# Problem statement
Give the records below again, word for word. No pictures belong in the copy.

# Records provided
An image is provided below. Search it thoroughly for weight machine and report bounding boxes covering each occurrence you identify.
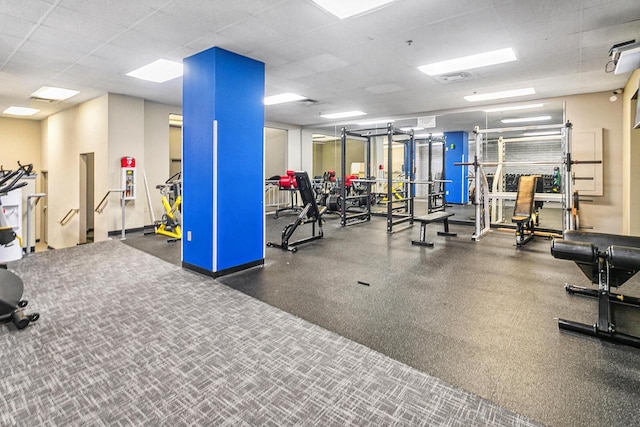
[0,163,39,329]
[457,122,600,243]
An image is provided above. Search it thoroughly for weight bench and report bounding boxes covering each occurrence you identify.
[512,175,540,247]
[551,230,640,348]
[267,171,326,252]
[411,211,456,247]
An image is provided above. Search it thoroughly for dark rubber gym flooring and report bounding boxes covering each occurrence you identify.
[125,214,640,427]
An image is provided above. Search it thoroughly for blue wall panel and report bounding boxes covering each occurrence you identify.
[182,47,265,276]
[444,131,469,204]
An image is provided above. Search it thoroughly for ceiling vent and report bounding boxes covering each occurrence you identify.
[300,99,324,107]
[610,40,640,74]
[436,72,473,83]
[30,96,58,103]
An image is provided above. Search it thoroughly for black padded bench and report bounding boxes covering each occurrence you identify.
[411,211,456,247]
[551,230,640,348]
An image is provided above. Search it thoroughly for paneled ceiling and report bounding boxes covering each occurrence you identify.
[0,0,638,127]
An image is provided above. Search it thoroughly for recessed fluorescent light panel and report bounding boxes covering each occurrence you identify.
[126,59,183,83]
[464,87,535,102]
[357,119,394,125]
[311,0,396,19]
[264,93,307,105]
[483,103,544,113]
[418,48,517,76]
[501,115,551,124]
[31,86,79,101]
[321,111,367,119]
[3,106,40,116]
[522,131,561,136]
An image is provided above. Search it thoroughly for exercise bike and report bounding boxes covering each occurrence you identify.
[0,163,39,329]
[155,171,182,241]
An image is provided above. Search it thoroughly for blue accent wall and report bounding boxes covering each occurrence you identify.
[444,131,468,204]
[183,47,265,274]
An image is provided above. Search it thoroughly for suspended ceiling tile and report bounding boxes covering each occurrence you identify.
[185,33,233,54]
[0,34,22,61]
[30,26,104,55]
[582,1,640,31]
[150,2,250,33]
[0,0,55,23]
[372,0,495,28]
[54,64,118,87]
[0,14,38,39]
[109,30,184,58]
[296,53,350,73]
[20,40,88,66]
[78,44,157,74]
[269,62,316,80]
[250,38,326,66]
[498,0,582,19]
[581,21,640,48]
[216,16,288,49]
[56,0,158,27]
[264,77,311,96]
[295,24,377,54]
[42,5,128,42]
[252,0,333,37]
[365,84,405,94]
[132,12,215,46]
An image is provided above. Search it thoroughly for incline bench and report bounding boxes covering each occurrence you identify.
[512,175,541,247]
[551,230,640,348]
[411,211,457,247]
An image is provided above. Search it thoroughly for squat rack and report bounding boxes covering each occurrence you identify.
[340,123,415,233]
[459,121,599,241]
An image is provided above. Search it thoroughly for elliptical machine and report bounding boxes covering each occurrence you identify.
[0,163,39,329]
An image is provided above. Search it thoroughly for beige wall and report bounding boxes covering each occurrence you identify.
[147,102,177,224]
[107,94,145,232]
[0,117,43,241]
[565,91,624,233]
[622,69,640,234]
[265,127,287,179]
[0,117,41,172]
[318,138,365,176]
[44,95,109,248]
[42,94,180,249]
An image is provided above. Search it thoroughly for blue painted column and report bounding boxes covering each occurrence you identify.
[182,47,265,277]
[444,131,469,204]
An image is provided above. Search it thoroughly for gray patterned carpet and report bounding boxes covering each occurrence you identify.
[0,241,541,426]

# Output of the exercise
An image is provided below. Search it thoroughly for weight machine and report bounding boxes covering each occurrence you identify.
[0,163,39,329]
[457,122,600,243]
An image is provided above. Search it thoroughly for weight bench and report bounding boxes covering each occurrence you identify.
[512,175,540,247]
[551,230,640,348]
[267,171,326,252]
[411,211,456,247]
An image is provided above. Search it thoroughly for dark rubber gym flooring and report bounding boxes covering each occurrence you identify.
[125,214,640,427]
An image is provided above. Search it thoroughly for blue wall panel and report bounding boxes covering each occurrence you identify.
[182,47,265,276]
[444,131,469,204]
An image is provided above. Search it thoroughly for ceiling vent and report bounding boxes covering each occurrence you identify.
[300,99,324,107]
[610,40,640,74]
[436,72,473,83]
[30,96,58,103]
An image is provided above. Search it thoroughly for black padded bench and report bounding boxes covering each occurrence you identify.
[411,211,456,247]
[551,230,640,348]
An image is provided above. Search it thoroughly for paneled ceiling and report bounding boxes covering each occurrence you identify.
[0,0,638,127]
An image is provided above. Search it thoroughly for recessed fluorescent light panel and report bounding boxes covering each occurrence you identify.
[126,59,183,83]
[464,87,535,102]
[357,119,394,125]
[311,0,396,19]
[264,93,307,105]
[483,103,544,113]
[418,48,517,76]
[501,115,551,124]
[31,86,79,101]
[321,111,367,119]
[3,106,40,116]
[522,131,561,136]
An image is provided above. Search it thoroughly for exercise bike and report bounding boxes covering each occurrence you identify.
[0,163,39,329]
[155,171,182,241]
An image is provided above. Search it thoroughly for blue accent wall and report bounding boxes covering each occurrence you identify.
[444,131,468,204]
[183,47,265,274]
An image is provided above. Search it thoroughly for suspended ceiling tile and report bounding boxes covering each occurrence you identify.
[185,33,233,54]
[0,34,22,61]
[30,26,104,55]
[582,1,640,31]
[150,2,250,33]
[0,0,55,23]
[372,0,495,28]
[54,64,118,87]
[0,14,38,39]
[109,30,184,58]
[296,53,350,73]
[20,40,88,66]
[78,44,157,74]
[269,62,316,80]
[250,38,326,66]
[498,0,582,19]
[581,21,640,48]
[216,16,288,49]
[56,0,158,27]
[264,77,311,96]
[295,24,377,54]
[42,5,128,42]
[252,0,333,37]
[365,84,405,94]
[132,12,215,46]
An image is provided above. Search it thoroughly for incline bench and report bounding boxes covering each occurrence you identify.
[512,175,541,247]
[551,230,640,348]
[411,211,457,247]
An image is provided above. Search it thoroughly for squat rack and report bounding boxes covering each occurrence you identify.
[340,123,415,233]
[459,121,599,241]
An image is provided above. Search it thoroughly for elliptical machine and report bounding boxes covering each occurrence you identify.
[0,163,39,329]
An image is provided above. Search it thoroughly for beige wall and report bounding boxes covering each occurrence you identify.
[147,102,177,224]
[107,94,145,232]
[0,117,43,241]
[565,91,624,233]
[622,69,640,234]
[265,127,287,179]
[0,117,41,172]
[318,138,365,176]
[44,95,109,248]
[42,94,180,249]
An image is provided above. Search it thoroughly for blue painted column and report bounding boxes covering each occurrence you identify.
[182,47,265,277]
[444,131,469,204]
An image is provided above. Search it thoroughly for gray patterned carpet and report bounding boxes covering each occurrence you identify.
[0,241,541,426]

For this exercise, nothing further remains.